**Task requirements:**
Copy each of the items below word for word, leaving out nothing.

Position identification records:
+ + + +
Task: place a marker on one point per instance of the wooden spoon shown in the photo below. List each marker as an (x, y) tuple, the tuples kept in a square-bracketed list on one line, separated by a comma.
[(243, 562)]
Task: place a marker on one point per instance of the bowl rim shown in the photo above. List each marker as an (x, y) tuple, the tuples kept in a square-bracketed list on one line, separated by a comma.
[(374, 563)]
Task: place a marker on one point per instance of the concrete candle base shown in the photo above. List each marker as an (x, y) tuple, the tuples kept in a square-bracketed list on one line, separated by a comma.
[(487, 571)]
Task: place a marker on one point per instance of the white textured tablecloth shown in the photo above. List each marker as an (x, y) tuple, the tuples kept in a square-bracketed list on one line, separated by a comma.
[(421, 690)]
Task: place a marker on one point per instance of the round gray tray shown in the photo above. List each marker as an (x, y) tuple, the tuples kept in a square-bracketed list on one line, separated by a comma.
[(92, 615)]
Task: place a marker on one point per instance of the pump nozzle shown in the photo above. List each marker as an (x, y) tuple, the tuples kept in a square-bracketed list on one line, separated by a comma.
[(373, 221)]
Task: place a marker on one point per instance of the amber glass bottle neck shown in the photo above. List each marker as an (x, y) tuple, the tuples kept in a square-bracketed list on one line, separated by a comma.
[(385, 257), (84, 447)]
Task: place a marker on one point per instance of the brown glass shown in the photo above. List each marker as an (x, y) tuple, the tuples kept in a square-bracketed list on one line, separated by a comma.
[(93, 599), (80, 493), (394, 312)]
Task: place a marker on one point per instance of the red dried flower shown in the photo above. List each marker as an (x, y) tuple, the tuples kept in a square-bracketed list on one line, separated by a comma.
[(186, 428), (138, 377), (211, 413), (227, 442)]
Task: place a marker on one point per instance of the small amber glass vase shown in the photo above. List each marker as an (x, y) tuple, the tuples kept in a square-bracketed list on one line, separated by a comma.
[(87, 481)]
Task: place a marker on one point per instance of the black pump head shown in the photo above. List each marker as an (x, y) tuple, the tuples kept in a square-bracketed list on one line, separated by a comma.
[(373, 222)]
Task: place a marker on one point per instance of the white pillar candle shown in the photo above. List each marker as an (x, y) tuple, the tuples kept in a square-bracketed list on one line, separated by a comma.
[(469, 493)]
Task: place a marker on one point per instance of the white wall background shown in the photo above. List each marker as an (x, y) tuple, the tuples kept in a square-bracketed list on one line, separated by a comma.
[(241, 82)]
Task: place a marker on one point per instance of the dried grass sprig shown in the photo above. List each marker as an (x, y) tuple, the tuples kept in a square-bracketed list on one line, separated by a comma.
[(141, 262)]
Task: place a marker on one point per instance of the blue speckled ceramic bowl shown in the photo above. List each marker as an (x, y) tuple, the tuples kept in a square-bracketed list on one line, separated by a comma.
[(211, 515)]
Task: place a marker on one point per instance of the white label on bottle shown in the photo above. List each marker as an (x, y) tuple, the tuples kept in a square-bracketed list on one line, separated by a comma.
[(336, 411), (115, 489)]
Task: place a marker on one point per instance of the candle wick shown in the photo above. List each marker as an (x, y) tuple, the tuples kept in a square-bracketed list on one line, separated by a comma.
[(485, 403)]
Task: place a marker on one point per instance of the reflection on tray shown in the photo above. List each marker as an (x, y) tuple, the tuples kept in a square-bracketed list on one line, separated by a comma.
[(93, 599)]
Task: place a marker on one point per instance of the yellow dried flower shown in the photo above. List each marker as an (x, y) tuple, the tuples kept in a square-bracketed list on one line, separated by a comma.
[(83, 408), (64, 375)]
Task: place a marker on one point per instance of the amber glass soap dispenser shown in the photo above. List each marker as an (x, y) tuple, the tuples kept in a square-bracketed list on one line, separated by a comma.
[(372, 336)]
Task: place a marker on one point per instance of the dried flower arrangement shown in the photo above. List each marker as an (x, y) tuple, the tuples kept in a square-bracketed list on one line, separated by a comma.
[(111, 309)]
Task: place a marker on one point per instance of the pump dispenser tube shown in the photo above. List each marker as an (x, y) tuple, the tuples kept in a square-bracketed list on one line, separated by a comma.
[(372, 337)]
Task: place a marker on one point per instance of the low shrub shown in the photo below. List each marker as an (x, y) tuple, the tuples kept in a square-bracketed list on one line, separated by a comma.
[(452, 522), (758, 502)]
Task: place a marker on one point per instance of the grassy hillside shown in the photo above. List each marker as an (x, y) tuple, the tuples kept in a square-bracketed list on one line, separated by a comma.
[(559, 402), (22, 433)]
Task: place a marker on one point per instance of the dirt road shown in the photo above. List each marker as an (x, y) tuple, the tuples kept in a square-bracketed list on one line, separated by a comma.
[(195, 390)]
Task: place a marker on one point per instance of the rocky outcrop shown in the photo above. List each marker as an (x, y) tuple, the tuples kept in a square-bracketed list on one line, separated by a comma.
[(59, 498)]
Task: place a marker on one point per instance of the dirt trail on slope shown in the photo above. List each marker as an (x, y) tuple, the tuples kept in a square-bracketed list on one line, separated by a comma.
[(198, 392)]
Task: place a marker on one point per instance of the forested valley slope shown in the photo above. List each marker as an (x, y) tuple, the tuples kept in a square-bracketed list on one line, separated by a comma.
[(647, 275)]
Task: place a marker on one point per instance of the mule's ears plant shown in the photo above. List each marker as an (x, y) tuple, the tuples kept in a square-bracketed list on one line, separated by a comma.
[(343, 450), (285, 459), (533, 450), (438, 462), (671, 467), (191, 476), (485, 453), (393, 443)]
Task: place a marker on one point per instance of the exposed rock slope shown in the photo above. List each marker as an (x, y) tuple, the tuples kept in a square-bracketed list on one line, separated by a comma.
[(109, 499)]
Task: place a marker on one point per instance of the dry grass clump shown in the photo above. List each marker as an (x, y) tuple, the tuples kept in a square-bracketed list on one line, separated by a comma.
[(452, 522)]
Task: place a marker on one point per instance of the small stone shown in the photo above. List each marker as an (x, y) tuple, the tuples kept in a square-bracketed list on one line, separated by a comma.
+ + + +
**Answer:**
Task: place a marker on one point per instance of the wooden spoon shown in the photo below. List each marker as an (x, y) tuple, the tuples kept in a square-bracketed list on one line, separated by a comma.
[(243, 562)]
Task: place a marker on one point per instance of the bowl rim shown in the photo above. List each marker as an (x, y) tuple, the tuples kept in a square-bracketed list on one line, separated by a comma.
[(374, 563)]
Task: place a marker on one point per instance of the concrete candle base shown in the photo above. List each marker as an (x, y) tuple, the tuples kept in a square-bracketed list on one line, separated by a comma.
[(487, 571)]
Task: place a marker on one point per instance of the white textured tablecloth shown in the photo above. List each marker as an (x, y) tuple, the tuples kept in a square-bracketed list on one line, separated by a comma.
[(421, 690)]
Task: place a marker on one point per instance of the round gray tray shown in the photo above. List each marker as an (x, y) tuple, the tuples kept in a square-bracketed list on one line, separated by a comma.
[(92, 615)]
Task: place a marker on one point per instance of the pump nozzle shown in the photo above. List each marker as an (x, y) tuple, the tuples kept in a square-bracketed list on one line, separated by a comma.
[(373, 221)]
Task: place a marker on one point per instance of the amber glass bottle neck shown in the photo above. List each marker as an (x, y) tuple, the tuples kept in a square-bracketed list on one line, separated by a comma.
[(385, 257), (84, 447)]
Task: place a marker on one point per instance of the brown glass shown in the photo above. List each marker as an (x, y) tuple, the tuples kept in a square-bracketed list on one line, separated by a comma.
[(93, 599), (80, 493), (394, 312)]
Task: place a marker on one point per instance of the red dried flower shown in the photo above. List each marker as an (x, y) tuple, the tuples kept in a square-bracketed list on one line, separated by a comma.
[(186, 428), (138, 377), (211, 413), (227, 442)]
Task: place a marker on one point per instance of the small amber glass vase shown in the photo above. List each marker as an (x, y) tuple, the tuples kept in a square-bracketed list on one line, separated by a comma.
[(87, 481)]
Task: place a marker on one point per instance of the black pump head shown in the photo above. List each marker as an (x, y) tuple, the tuples kept in a square-bracketed list on one line, separated by a comma.
[(373, 222)]
Task: place a marker on one point per instance of the white pillar candle shown in the photo above. List each marker as an (x, y) tuple, the tuples kept in a square-bracketed list on one line, separated by a comma.
[(469, 493)]
Task: place a marker on one point per instance of the white wall background shown in the photo above. List each marker as an (x, y) tuple, the tuples kept in a square-bracketed list on one line, separated by a comma.
[(241, 82)]
Task: place a marker on one point per instance of the dried grass sprig shown in the photo above. List each marker as an (x, y) tuple, the tuples kept in a square-bracketed list on one line, separated by a comma.
[(141, 262)]
Task: place a marker on one point per instance of the blue speckled ceramic bowl shown in the photo above. List each marker as an (x, y) tuple, the tuples kept in a square-bracketed list on one line, separated by a comma.
[(211, 515)]
Task: place a marker on one point per instance of the white label on bottle shown in the photo above. List each marker as an (x, y) tuple, the tuples kept in a square-bracketed list on one line, separated by a comma.
[(336, 411), (115, 489)]
Task: place a marker on one point per instance of the candle wick shown in the photo above. List each marker as an (x, y) tuple, the tuples kept in a square-bracketed list on one line, separated by a comma.
[(485, 403)]
Task: place a marker on one point per instance of the reflection on tray shown in the photo above. List each marker as an (x, y) tuple, the tuples kept in a square-bracketed list on one line, separated by a comma.
[(93, 599)]
Task: place a marker on one point per instance of the yellow dried flower shown in the photo above. List each marker as an (x, y) tuple, the tuples kept in a square-bracketed list on one line, separated by a comma.
[(83, 408), (64, 375)]
Task: place a marker on one point per instance of the amber glass soap dispenser shown in the photo above. List each marker as an (x, y) tuple, the tuples kept in a square-bracketed list on one line, separated by a comma.
[(372, 336)]
Task: place a marker on one point per instance of the dried flower arrangement shown in the photo above. List each marker as an (x, y) tuple, the tuples kept in a square-bracketed list on one line, separated by a comma.
[(111, 309)]
Task: place a marker on one point per instance of the pump dispenser tube shown in the photo above. List each marker as an (x, y) tuple, the tuples kept in a square-bracketed list on one line, separated by a comma.
[(372, 337)]
Task: place a marker on one point per instance of the low shrub shown in the photo below. List each marker as an (x, y) tuple, the tuples kept in a square-bracketed list on one line, separated by a comma.
[(452, 522), (758, 502)]
Task: place a marker on one point per instance of the grassy hillside shown in the photo above. List each marker as an (x, y) tuple, the tuples kept in a square-bracketed list on one line, separated by a comma.
[(559, 402), (22, 433)]
Task: place a marker on one point per instance of the dirt road shown in the photo above. List each marker as an (x, y) tuple, the tuples kept in a square-bracketed list on one line, separated by a comma.
[(195, 390)]
Task: place a marker on one point per instance of the rocky outcrop shown in the photo above. List each marker as an (x, y) tuple, the tuples kept in a square-bracketed list on one line, separated by a comma.
[(59, 498)]
Task: place a marker on one point per instance of the dirt trail on slope shown in the photo above. List each marker as an (x, y) tuple, the tuples kept in a square-bracketed list on one line, separated by a comma.
[(198, 392)]
Task: place a marker on one point per instance of the forested valley slope shown in the photo above. List each marker as an (x, y) tuple, the tuples kept in a square-bracketed list on one line, separated by a comma.
[(647, 275)]
Task: place a marker on one point per instance of the mule's ears plant shown in the photo above. List each marker as an (x, y) tuple, the tuples kept in a square-bracketed list on one line, separated by a comma.
[(343, 450), (285, 459), (533, 450), (438, 462), (671, 467), (191, 476), (485, 453), (393, 443)]
Task: place a marker on one point per instance of the exposed rock slope shown in the photo above. List each marker as an (x, y) tuple, the tuples kept in a square-bracketed list on one line, separated by a comma.
[(109, 499)]
Task: place a marker on one point per instance of the dry grass clump shown in the photo above. List each marker as an (x, y) tuple, the tuples kept in a square-bracketed list on one line, separated by a comma.
[(452, 522)]
Task: place a marker on one point per instance of the small stone shown in the photo above. List each marker as an (x, y) tuple, the tuples kept in a square-bracketed list on one line, separated by a comma.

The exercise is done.